UHV professor receives funding to find out if diet rich in citrus, turmeric affects chemotherapy

Turmeric and citrus fruits have antioxidant compounds that may help answer the mystery of cancer.

Siva Somasundaram, a University of Houston-Victoria biology professor, learned through years of research that while these compounds are beneficial alone, they interact with chemotherapy in different ways: Curcumin in turmeric decreases the cancer drug's effectiveness, while the limonin in citrus has no such negative effect. What is unknown is how the compounds interact and affect chemotherapy outcomes when combined.

That question is the focus of Somasundaram's newest research mission, funded by a $17,000 "Designing Foods for Health" grant he recently received from the U.S. Department of Agriculture.

"We know the effects of these individual compounds on chemotherapy, but in reality, cancer patients consume foods in combinations rather than in isolation," he said. "Combining foods changes their chemical behaviors, so it's important to study these compounds together."

Somasundaram teaches cancer biology at UHV and serves as nutrition team leader for the Vegetable and Fruit Improvement Center at Texas A&M University. His latest research is part of a larger, ongoing project coordinated by Texas A&M University in collaboration with the MD Anderson Cancer Center in Houston to find better ways to prevent and treat breast cancer.

Somasundaram has received a total of about $90,000 from the USDA and $10,000 from the UHV Faculty Development Grant for cancer research since becoming involved with the USDA's project in 2006. At that time, his first grant funded a two-year study of the effects of limonin on breast cancer cells in a petri dish. In 2008, the USDA gave him another grant to continue that research in mice.

Somasundaram began studying the biological effects of curcumin in 1988 and has since learned that a diet rich in the spice temporarily delays the development of cancer for 21 days in experimental mice but shows no beneficial effect on already developed tumors. He has also discovered that curcumin and limonin each interact differently with chemotherapy.

During the next year, as he seeks to understand how combining limonin, curcumin and chemotherapy affects the cancer-signaling genes in breast cancer cells, he will study cell cultures in the UHV biology department and conduct experiments on mice at the MD Anderson Cancer Center. By examining this combination, he expects to glean further insight into why cancer cells sometimes resist the antioxidating agents of curcumin, limonin and chemotherapy.

"The hope is that this research will someday lead to a genetically engineered citrus fruit or variety of turmeric that slows the progress of cancer for a longer duration and also works on metastatic cancer cells," Somasundaram said.

His work demonstrates UHV's commitment to research and the good that results when academic institutions collaborate for the benefit of society, said Jeffrey Di Leo, dean of the UHV School of Arts and Sciences.

"We are proud of the growing support that Dr. Somasundaram is receiving for his cancer research and would not be surprised to see additional and even greater support come his way in the future," he said.

● REQUIREMENT 1
Retype the article on citrus, turmeric and chemotherapy from "Turmeric and citrus" up to and including "outcomes when combined.".
● REQUIREMENT 2
According to the article on citrus, turmeric and chemotherapy, why does Somasundaram consider it important to study curcumin and limonin together rather than separately? Answer in one to three sentences.
● REQUIREMENT 3
In the article on citrus, turmeric and chemotherapy, how much was the "Designing Foods for Health" grant Somasundaram received from the U.S. Department of Agriculture?
The data that comes next is separate material and unrelated to the article.

● DATA EXCERPTS
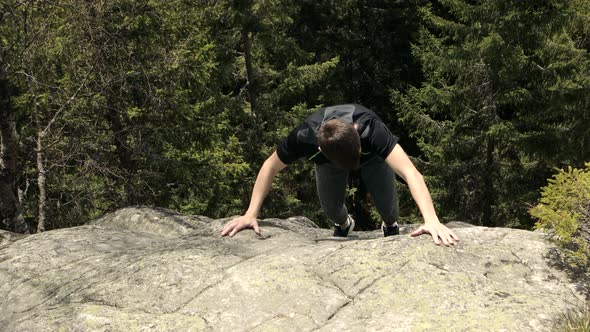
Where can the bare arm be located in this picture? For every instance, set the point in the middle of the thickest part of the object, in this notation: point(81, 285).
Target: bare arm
point(402, 165)
point(262, 187)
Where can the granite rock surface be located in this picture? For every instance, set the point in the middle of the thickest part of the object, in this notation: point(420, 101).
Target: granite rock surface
point(143, 269)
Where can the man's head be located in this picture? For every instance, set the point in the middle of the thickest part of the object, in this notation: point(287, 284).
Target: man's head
point(340, 143)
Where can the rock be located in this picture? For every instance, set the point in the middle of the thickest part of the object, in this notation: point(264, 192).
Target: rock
point(141, 269)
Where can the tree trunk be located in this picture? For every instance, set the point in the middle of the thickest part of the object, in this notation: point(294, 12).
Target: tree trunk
point(41, 173)
point(488, 190)
point(251, 75)
point(10, 213)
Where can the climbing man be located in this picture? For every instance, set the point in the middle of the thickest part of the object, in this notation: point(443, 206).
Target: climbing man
point(339, 139)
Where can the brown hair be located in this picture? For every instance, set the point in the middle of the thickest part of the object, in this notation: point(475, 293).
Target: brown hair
point(340, 143)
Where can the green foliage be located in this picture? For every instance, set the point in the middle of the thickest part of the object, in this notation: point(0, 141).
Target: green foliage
point(177, 103)
point(573, 320)
point(501, 102)
point(564, 211)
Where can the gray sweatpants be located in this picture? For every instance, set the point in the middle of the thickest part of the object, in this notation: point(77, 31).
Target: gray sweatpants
point(379, 179)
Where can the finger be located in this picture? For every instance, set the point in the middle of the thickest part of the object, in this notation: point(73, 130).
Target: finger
point(435, 238)
point(236, 229)
point(444, 239)
point(418, 232)
point(226, 228)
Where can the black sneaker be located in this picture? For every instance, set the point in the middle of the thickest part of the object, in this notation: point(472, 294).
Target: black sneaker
point(343, 232)
point(390, 230)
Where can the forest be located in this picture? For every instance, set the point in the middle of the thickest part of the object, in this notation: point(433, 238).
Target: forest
point(176, 104)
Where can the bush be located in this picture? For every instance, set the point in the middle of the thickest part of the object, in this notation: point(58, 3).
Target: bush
point(576, 319)
point(564, 212)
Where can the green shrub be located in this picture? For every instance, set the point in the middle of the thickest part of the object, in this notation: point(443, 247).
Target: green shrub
point(575, 319)
point(564, 212)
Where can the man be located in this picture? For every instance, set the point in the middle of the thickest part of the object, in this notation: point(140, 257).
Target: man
point(340, 139)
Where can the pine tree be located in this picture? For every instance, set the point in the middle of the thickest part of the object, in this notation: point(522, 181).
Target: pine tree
point(504, 88)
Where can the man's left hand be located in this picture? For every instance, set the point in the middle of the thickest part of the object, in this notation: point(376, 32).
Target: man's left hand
point(439, 233)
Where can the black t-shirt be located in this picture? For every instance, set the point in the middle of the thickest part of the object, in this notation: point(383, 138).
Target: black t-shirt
point(302, 142)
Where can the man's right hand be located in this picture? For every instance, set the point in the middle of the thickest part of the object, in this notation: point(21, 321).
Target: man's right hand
point(238, 224)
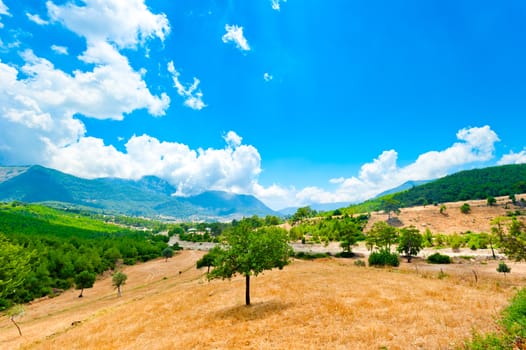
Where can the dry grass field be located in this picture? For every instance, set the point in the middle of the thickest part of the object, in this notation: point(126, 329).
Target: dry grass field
point(452, 221)
point(323, 304)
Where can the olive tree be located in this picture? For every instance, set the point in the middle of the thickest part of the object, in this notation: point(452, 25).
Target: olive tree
point(168, 253)
point(410, 242)
point(248, 252)
point(14, 266)
point(118, 280)
point(85, 279)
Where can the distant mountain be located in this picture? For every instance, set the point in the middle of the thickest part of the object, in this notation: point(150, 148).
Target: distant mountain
point(316, 206)
point(468, 184)
point(149, 196)
point(405, 186)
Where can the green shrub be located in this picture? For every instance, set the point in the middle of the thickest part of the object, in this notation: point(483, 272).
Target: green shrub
point(360, 263)
point(383, 258)
point(311, 256)
point(438, 258)
point(344, 255)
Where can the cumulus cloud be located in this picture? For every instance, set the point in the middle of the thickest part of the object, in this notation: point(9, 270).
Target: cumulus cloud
point(4, 11)
point(235, 35)
point(513, 158)
point(61, 50)
point(234, 168)
point(276, 4)
point(36, 19)
point(39, 102)
point(475, 144)
point(123, 23)
point(193, 97)
point(233, 139)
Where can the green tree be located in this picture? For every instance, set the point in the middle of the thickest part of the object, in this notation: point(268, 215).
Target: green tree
point(303, 213)
point(410, 242)
point(208, 259)
point(465, 208)
point(118, 280)
point(14, 266)
point(167, 253)
point(15, 312)
point(491, 201)
point(503, 268)
point(389, 206)
point(249, 252)
point(349, 233)
point(511, 234)
point(85, 279)
point(381, 236)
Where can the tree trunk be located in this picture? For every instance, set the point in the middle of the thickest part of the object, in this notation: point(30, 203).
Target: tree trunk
point(247, 289)
point(19, 331)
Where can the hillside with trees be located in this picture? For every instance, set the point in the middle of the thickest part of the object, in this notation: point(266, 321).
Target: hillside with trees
point(56, 249)
point(505, 180)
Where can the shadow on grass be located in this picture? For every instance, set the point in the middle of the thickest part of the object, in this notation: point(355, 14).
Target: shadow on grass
point(254, 311)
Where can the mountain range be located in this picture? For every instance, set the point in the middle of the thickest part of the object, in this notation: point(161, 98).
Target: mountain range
point(149, 196)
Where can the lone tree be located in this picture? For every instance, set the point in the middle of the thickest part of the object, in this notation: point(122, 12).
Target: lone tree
point(208, 259)
point(410, 242)
point(390, 205)
point(247, 251)
point(491, 201)
point(168, 253)
point(511, 234)
point(118, 280)
point(350, 232)
point(503, 268)
point(14, 266)
point(465, 208)
point(381, 236)
point(13, 313)
point(85, 279)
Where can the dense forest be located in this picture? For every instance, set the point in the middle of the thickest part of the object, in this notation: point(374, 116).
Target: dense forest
point(496, 181)
point(63, 244)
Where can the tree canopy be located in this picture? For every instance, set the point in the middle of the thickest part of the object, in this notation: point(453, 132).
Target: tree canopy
point(14, 266)
point(247, 251)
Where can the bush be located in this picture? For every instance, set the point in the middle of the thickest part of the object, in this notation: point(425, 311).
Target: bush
point(383, 258)
point(438, 258)
point(311, 256)
point(344, 255)
point(360, 263)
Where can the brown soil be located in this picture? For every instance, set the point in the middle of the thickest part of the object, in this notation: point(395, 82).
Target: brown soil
point(452, 220)
point(328, 303)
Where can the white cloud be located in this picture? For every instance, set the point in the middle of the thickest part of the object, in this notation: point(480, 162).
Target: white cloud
point(123, 23)
point(513, 158)
point(276, 4)
point(38, 102)
point(193, 96)
point(233, 169)
point(4, 11)
point(475, 144)
point(36, 19)
point(234, 34)
point(233, 139)
point(61, 50)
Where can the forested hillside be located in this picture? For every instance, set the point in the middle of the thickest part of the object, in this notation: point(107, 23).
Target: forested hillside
point(62, 244)
point(465, 185)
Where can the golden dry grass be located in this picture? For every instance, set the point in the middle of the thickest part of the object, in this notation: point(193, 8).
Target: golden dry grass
point(328, 303)
point(478, 220)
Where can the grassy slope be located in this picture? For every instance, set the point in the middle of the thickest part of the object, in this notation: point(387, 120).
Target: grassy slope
point(308, 305)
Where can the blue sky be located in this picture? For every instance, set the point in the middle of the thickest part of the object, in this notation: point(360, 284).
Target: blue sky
point(296, 102)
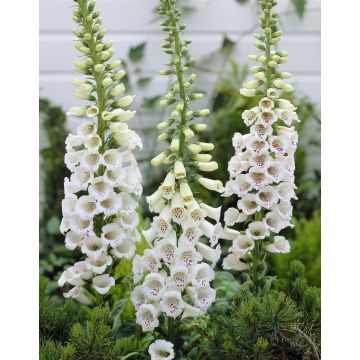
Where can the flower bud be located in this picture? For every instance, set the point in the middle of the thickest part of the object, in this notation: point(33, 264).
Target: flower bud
point(125, 101)
point(115, 64)
point(174, 145)
point(194, 148)
point(206, 146)
point(92, 111)
point(157, 160)
point(247, 92)
point(163, 136)
point(188, 133)
point(272, 64)
point(179, 169)
point(99, 68)
point(120, 74)
point(207, 166)
point(118, 90)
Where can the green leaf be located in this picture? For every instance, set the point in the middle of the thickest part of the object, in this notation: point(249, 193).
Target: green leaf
point(136, 53)
point(299, 7)
point(227, 44)
point(143, 81)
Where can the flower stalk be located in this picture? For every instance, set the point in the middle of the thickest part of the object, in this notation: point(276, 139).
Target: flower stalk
point(173, 277)
point(262, 169)
point(99, 209)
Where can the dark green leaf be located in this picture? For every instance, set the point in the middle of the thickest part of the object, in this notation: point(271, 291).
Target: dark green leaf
point(143, 81)
point(299, 7)
point(149, 102)
point(136, 53)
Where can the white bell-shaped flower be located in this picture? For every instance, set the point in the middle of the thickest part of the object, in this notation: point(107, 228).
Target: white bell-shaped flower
point(161, 350)
point(103, 283)
point(257, 230)
point(280, 245)
point(138, 297)
point(201, 275)
point(98, 265)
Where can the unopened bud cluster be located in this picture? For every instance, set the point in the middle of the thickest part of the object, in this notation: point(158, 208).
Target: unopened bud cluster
point(266, 73)
point(99, 208)
point(178, 264)
point(262, 169)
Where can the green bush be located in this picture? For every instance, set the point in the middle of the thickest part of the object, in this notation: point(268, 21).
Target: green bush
point(281, 324)
point(306, 247)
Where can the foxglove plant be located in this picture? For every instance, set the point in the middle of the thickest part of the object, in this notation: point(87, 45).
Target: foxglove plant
point(99, 208)
point(173, 276)
point(262, 169)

● RESPONSE 1
Turmeric and citrus fruits have antioxidant compounds that may help answer the mystery of cancer.

Siva Somasundaram, a University of Houston-Victoria biology professor, learned through years of research that while these compounds are beneficial alone, they interact with chemotherapy in different ways: Curcumin in turmeric decreases the cancer drug's effectiveness, while the limonin in citrus has no such negative effect. What is unknown is how the compounds interact and affect chemotherapy outcomes when combined.

● RESPONSE 2
Cancer patients eat foods in combination rather than in isolation. Combining foods changes their chemical behaviors, so the compounds' effects on chemotherapy need to be studied together.

● RESPONSE 3
$17,000